(Rows from a dataset)
==================================================

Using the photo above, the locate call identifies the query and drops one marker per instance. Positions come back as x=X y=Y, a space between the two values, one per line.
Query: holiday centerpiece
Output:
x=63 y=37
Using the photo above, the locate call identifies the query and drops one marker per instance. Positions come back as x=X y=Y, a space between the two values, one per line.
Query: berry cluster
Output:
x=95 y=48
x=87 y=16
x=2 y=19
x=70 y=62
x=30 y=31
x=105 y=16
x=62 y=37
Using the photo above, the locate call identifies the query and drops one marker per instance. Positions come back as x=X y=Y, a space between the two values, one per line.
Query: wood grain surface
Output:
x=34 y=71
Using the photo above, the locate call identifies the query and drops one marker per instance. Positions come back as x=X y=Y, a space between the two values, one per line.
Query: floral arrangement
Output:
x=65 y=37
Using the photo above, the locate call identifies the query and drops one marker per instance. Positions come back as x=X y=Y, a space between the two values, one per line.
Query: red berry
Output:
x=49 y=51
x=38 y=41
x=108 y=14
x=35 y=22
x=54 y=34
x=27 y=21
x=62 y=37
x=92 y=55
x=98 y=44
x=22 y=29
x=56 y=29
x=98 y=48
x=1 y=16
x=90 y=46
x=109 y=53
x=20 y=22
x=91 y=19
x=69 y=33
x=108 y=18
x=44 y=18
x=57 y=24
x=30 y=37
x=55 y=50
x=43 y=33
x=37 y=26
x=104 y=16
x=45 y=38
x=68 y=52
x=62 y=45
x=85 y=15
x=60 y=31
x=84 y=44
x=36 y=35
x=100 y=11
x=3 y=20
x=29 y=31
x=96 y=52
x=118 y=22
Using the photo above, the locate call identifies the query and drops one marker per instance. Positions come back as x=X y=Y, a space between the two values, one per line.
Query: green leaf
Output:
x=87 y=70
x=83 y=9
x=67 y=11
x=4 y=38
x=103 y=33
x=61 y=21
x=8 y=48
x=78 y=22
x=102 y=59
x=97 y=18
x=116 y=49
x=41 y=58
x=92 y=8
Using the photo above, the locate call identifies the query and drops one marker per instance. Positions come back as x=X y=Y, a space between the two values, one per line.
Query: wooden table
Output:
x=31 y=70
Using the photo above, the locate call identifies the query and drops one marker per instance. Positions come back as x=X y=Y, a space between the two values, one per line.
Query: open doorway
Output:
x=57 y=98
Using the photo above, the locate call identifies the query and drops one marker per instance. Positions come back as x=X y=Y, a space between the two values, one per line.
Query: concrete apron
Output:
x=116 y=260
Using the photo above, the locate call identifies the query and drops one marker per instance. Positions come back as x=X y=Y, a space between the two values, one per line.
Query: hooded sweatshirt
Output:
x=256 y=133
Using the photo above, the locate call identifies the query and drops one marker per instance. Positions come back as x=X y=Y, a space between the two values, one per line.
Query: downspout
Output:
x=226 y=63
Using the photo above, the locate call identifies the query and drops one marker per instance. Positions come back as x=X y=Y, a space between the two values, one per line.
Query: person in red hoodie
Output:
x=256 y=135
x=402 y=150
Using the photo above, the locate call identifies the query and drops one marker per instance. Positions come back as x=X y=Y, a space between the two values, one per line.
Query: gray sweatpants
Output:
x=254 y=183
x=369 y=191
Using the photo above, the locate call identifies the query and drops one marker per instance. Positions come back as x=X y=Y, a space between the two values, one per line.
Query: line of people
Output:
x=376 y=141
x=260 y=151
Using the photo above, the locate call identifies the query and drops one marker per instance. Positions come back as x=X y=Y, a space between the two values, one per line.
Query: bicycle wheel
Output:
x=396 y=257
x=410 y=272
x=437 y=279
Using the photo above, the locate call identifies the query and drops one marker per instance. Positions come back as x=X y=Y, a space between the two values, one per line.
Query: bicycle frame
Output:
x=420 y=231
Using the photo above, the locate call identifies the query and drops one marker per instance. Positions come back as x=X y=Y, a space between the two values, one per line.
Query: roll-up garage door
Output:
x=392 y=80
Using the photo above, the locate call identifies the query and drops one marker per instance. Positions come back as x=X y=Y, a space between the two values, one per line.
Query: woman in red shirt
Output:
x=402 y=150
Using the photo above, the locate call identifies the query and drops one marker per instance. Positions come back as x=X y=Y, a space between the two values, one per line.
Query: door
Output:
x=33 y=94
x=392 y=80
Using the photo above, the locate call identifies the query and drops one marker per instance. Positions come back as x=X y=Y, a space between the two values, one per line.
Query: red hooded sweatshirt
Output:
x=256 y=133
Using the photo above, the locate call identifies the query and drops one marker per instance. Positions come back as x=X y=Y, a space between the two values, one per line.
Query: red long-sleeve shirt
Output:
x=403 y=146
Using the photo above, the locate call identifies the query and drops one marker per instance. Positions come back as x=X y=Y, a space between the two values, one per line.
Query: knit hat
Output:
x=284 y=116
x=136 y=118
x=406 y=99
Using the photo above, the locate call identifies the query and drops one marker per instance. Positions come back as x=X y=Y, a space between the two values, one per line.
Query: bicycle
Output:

==================================================

AIM - Which lines in the rows above contain the word "hooded"? Extract each of them in full, matching case exactly.

RESPONSE TO THIS EXERCISE -
Query: hooded sweatshirt
Query: red hooded sweatshirt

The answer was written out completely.